How to Raise a Polite PreschoolerIt seems that politeness and courtesy have gone out of style, and the teaching of such things has gone right with it.  Everywhere you turn you see temper tantrums, and children running with abandon through stores and restaurants, their hapless parents seemingly unaware or unconcerned that their offspring are behaving atrociously and annoying everyone simply trying to eat or shop.

The problem is rampant permissiveness to do as they will without consequences, either because it is too much work to correct or too little courage to enter into a battle of wills with a child, but parents who won’t teach politeness are doing their children a disservice.

Respect

Children must be taught to respect others – their property, their space, their right to eat without being stared at by the child in the next booth.  Realize that respect is a two-way street.  One way to teach respect is to offer it in return.  I cannot tell you the number of times my children have nearly been run over by a shopping cart steered by some adult who thinks it is acceptable to push a child aside or cut them off.  This is a great opportunity to point out that such behavior is rude and should not be done by anyone.

If I am going to instill respect for others, I must be the example.  A couple of rules of the house are as follows: if my bedroom door is closed, you must knock and await an invitation to enter; children are not allowed to take or use something that belongs to another person without permission.  These rules are not only for the children but for the parents also to lead by example.

※

[GOAL 1] According to the preschooler politeness article, what is one way to teach respect?
[GOAL 2] Please rewrite the paragraph of the preschooler politeness article that begins "If I am going to instill respect for others" as a short bulleted list, keeping its main facts.
[GOAL 3] In the preschooler politeness article, what things belonging to others must children be taught to respect? List them all.

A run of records
※

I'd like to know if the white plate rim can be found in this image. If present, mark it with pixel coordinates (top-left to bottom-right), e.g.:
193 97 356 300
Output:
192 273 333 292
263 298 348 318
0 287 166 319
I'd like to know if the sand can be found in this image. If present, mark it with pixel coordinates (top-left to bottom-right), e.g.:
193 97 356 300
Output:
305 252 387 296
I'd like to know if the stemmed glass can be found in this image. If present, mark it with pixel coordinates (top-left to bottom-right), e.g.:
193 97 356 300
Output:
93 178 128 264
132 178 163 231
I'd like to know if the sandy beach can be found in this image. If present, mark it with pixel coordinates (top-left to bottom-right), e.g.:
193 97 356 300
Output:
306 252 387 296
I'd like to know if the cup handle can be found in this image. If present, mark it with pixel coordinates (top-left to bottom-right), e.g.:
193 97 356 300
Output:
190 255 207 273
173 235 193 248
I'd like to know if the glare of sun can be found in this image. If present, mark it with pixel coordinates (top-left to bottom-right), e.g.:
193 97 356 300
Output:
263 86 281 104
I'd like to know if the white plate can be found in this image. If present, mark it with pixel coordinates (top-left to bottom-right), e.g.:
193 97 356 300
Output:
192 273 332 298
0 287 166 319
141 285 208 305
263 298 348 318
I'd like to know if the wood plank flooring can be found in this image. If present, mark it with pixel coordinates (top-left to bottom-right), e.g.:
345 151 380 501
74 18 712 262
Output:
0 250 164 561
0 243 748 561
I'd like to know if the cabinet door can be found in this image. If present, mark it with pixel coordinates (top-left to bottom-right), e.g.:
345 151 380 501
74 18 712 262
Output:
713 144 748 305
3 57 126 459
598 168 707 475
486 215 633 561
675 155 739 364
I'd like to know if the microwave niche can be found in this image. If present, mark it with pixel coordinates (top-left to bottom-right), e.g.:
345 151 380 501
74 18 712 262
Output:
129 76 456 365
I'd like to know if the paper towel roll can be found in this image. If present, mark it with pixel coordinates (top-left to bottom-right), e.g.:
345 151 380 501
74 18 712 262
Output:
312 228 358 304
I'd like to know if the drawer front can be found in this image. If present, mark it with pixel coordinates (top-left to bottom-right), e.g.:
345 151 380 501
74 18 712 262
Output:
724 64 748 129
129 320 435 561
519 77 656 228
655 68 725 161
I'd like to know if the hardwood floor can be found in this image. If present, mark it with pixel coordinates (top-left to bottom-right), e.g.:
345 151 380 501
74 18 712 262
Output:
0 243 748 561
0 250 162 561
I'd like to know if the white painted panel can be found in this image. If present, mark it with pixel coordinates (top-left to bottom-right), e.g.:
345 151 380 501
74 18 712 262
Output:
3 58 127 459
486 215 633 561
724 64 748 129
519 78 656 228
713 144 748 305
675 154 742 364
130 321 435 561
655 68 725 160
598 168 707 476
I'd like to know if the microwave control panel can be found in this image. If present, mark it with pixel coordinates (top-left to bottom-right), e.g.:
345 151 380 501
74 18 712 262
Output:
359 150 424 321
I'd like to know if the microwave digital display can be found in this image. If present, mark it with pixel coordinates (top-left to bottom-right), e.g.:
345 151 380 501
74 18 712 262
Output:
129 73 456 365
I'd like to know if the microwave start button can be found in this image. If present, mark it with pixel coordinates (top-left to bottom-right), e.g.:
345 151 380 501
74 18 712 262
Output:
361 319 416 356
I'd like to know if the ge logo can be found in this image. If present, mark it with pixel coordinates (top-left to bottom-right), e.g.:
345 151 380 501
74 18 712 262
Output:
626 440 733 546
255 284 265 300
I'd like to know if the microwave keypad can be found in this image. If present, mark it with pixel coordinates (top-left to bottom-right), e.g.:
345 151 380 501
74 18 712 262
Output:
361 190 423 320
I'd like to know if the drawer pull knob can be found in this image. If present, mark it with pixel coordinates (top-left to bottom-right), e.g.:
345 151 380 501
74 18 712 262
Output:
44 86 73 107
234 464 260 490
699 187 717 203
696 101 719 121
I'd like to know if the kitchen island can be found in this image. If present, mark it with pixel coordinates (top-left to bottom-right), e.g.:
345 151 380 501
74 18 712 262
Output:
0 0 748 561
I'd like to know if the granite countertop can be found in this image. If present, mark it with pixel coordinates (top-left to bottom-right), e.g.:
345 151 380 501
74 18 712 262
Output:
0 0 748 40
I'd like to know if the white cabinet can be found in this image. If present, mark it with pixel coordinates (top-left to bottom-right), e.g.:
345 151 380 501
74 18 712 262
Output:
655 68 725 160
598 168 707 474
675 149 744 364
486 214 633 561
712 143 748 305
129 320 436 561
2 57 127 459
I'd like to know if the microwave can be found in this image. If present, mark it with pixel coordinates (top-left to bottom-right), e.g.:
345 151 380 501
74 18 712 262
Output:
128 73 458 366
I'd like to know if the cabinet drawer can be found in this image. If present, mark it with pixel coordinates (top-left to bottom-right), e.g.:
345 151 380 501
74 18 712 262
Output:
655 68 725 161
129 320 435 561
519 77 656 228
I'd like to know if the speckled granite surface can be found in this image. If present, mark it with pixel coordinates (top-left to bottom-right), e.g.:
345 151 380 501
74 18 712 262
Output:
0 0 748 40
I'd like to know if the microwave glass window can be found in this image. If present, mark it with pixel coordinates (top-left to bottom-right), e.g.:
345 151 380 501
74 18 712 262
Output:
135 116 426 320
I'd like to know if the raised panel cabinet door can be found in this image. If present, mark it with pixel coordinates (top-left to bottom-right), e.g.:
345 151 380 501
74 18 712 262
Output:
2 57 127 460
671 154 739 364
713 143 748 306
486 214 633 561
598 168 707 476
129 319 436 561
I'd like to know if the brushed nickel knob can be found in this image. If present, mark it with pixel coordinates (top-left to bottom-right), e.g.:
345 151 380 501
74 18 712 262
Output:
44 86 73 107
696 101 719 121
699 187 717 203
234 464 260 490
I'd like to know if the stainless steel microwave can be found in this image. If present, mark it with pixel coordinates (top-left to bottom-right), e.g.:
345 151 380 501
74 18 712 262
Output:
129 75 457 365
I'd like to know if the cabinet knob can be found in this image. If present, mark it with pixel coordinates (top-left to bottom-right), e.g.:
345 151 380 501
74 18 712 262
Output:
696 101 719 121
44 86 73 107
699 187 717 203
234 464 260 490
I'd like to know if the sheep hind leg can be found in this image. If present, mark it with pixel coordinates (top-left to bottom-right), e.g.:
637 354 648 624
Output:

※

[TASK SOLUTION 1] By offering respect in return.

[TASK SOLUTION 2]
- To instill respect for others, the parent must be the example.
- House rule: if the bedroom door is closed, knock and wait for an invitation to enter.
- House rule: children may not take or use another person's belongings without permission.
- The rules apply to parents as well as children, so parents lead by example.

[TASK SOLUTION 3]
- Their property
- Their space
- Their right to eat without being stared at by the child in the next booth